**Data for this exercise**
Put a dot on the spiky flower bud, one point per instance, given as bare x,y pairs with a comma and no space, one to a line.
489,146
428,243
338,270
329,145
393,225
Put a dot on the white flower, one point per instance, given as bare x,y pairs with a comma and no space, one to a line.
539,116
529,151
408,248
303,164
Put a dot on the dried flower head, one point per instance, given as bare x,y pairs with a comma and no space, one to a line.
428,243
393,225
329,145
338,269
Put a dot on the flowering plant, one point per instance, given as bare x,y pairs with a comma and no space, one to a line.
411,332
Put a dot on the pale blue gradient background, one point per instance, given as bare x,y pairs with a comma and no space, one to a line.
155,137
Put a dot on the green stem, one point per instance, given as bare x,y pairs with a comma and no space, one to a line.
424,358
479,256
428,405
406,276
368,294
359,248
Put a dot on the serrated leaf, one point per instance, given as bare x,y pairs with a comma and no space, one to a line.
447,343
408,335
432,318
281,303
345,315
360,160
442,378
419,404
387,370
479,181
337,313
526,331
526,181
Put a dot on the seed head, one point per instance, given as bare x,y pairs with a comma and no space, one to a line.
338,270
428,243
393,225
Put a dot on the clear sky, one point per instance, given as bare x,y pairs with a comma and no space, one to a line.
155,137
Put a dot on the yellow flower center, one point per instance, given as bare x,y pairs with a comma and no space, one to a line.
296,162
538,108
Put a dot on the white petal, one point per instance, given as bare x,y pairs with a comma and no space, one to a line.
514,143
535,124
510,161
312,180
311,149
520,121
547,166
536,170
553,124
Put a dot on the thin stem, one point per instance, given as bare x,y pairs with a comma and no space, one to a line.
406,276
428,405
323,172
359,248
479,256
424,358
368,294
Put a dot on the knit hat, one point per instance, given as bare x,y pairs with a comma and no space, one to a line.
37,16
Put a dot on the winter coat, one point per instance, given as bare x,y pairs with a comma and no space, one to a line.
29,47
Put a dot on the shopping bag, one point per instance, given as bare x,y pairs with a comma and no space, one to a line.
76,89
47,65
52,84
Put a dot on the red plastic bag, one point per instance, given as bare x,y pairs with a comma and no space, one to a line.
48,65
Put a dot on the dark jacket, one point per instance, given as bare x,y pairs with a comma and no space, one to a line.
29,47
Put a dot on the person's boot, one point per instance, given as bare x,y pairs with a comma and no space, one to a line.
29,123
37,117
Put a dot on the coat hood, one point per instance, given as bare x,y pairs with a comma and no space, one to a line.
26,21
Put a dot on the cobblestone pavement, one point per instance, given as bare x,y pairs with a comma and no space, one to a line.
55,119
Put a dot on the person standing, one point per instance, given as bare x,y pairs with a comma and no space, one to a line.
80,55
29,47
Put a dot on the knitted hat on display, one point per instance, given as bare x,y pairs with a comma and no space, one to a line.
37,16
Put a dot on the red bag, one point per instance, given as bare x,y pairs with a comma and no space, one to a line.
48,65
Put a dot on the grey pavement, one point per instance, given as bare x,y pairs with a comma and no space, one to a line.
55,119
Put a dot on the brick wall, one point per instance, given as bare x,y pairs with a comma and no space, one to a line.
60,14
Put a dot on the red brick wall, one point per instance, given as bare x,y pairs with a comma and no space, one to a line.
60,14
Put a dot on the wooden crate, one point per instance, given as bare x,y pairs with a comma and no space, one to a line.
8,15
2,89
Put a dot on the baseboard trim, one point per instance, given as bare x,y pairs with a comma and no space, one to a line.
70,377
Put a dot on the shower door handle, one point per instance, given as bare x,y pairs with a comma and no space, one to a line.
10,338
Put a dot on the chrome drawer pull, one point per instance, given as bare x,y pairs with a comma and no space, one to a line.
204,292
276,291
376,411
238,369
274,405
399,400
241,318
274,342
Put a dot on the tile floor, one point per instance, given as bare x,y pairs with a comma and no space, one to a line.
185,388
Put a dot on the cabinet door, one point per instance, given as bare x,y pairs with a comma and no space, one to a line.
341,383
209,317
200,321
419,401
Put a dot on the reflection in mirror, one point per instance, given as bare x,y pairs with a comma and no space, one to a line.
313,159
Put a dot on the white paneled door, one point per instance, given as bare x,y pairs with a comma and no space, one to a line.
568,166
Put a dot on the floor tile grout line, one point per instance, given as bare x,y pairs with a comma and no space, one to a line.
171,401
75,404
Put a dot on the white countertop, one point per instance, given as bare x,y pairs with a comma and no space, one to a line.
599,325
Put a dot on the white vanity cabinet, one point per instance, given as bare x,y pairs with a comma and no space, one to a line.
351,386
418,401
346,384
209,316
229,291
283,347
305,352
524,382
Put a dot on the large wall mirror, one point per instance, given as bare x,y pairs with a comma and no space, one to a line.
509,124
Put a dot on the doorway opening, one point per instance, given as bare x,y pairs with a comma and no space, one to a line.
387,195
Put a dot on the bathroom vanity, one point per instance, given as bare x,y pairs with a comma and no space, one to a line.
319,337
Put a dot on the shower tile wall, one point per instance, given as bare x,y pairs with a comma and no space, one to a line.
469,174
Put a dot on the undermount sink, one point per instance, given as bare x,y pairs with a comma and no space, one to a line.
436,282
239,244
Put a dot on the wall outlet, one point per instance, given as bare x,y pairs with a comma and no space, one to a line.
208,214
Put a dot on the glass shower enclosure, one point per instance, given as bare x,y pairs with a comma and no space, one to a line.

**Work instruction**
Return the entries above exactly as they were written.

**Solution to this exercise**
Put a dot on the spiky flower bud, one point per instance, given as bare x,y pairs with a comma and no space, one to a line.
489,146
428,243
338,270
329,145
393,225
Put a dot on the white flower, one point per instance, given as bare x,y pairs with a comma and no space, one to a line.
539,116
529,151
408,248
303,164
Put a dot on the dried flower head, one point per instance, given as bare x,y pairs with a comma and no space, one to a line.
428,243
393,225
329,145
338,269
Put a dot on the flowering plant, one point per instance, given as bare x,y pairs with a comma and no space, one to a line.
411,332
Put a dot on the pale blue gradient background, one point per instance, given as bare x,y pairs with a comma and no space, one to a line.
155,137
Put a dot on the green stem, one point per instance, given as bare x,y pairs with a comma and no space, one to a line.
424,358
479,256
428,405
406,276
368,294
359,248
Put a dot on the serrated leaf, one point per instance, given as bare x,y pairs with a comma and no space, one to a line.
447,343
408,335
432,318
281,303
345,315
360,160
442,378
419,404
387,370
479,181
337,313
526,331
526,181
Put a dot on the seed head, one point per instance, given as bare x,y pairs with a comma and no space, one to a line.
338,270
428,243
393,225
Put a dot on the clear sky, one point per instance, given as bare x,y pairs with a comma and no space, one to a line.
155,137
Put a dot on the yellow flower center, one point per instance, given as bare x,y pairs with a comma and no space, one to a line.
296,162
538,108
Put a dot on the white petal, one point per instance, given as bare x,y pairs with a comma and no space, one to a line.
514,143
535,124
510,161
312,180
311,149
520,121
547,166
536,170
553,124
Put a dot on the thin stem, one point per instance, given as bare x,y pairs with a comma and no space, one to a line.
406,276
428,405
323,172
359,248
479,256
424,358
368,294
Put a dot on the knit hat, one point per instance, given as bare x,y pairs with a comma and no space, one to a line.
37,16
Put a dot on the winter coat, one point per instance, given as bare x,y pairs with a comma and no space, one to a line.
29,47
Put a dot on the shopping bag, one point per instance, given as bare x,y pairs with a comma and no space, one to a line.
76,89
47,65
52,84
Put a dot on the red plastic bag, one point per instance, given as bare x,y pairs with a comma and no space, one to a line.
48,65
Put a dot on the dark jacket, one point per instance, given as bare x,y pairs with a comma and no space, one to a line.
29,47
Put a dot on the person's boot, one point per instance, given as bare x,y pairs with a comma and no space, one to a line.
29,123
37,117
Put a dot on the coat hood, one point per instance, given as bare x,y pairs with a comma and no space, one to a line.
26,21
Put a dot on the cobblestone pavement, one point per instance, given as bare x,y pairs with a comma and no space, one to a line.
55,119
Put a dot on the person standing, one point per instance, given as bare x,y pairs with a comma and no space, one to a line.
80,55
29,47
Put a dot on the knitted hat on display, one point per instance, given as bare x,y pairs with a comma and no space, one to a line.
37,16
Put a dot on the red bag, one point per instance, given as bare x,y pairs with a comma and no space, one to a line.
48,65
Put a dot on the grey pavement, one point per instance, given as bare x,y pairs with a comma and no space, one to a line.
55,119
Put a dot on the brick wall, one point per instance, given as bare x,y pairs with a comma and no space, one to a line.
60,14
Put a dot on the red brick wall, one point per instance, given as bare x,y pairs with a comma and no space, one to a line.
60,14
Put a dot on the wooden crate, one point per instance, given as bare x,y pairs with a comma and no space, one to a line.
8,15
2,89
Put a dot on the baseboard trim, one point per instance, given as bare x,y pairs with a comma and no space, one to a line.
70,377
Put a dot on the shower door handle, one point per instance, given as bare x,y pairs with a comma and no space, one to a line.
10,338
Put a dot on the chrome drawer pull, one point per instance, given as bare x,y pairs with a comma and no space, one to a line.
204,292
276,291
376,411
238,369
274,405
399,400
241,318
274,342
Put a dot on the tile floor, one point per instance, given as bare x,y pairs with a comma and no space, one to a line.
185,388
Put a dot on the cabinet door, one point per instance, given as bare x,y pairs with a comma and no space, one to a line.
341,383
209,317
200,321
419,401
Put a dot on the reflection in mirror, one point per instance, given as bare x,y pairs with a comma and no space, one to a line.
313,159
Put a dot on the white paneled door, one point per instance, given as bare x,y pairs with a comma and no space, one to a line.
568,166
Put a dot on the floor tile grout line, one point per instance, given as bare x,y pairs with a comma and no space, one to a line.
171,401
75,404
Put a dot on the white countertop, one point per instance, given as bare x,y pairs with a comma and no space, one to a line.
599,325
Put a dot on the white vanity cabinet, one point per instance, given as bare x,y pairs with a comma and no space, one to a line.
351,386
418,401
346,384
209,316
229,291
283,347
305,352
524,382
Put a dot on the large wall mirror, one point per instance, given as bare x,y pairs with a comma and no space, one to a line.
509,124
Put a dot on the doorway opening, one point per instance, given as bare x,y pairs with a comma and no space, one to a line.
387,195
Put a dot on the bathroom vanity, one point per instance, given as bare x,y pairs with a comma and no space, one to a line.
319,337
Put a dot on the shower tile wall, one point per instance, given as bare x,y pairs with a comma and no space, one to a line.
469,174
Put a dot on the undermount sink, one point per instance, given as bare x,y pairs with a comma and no space, one to a line.
436,282
239,244
Put a dot on the wall outlet, one point per instance, given as bare x,y pairs with a comma and no space, one to a line.
208,214
Put a dot on the glass shower enclosure, one point per instance, given as bare x,y pairs with a comma and no space, one to a line.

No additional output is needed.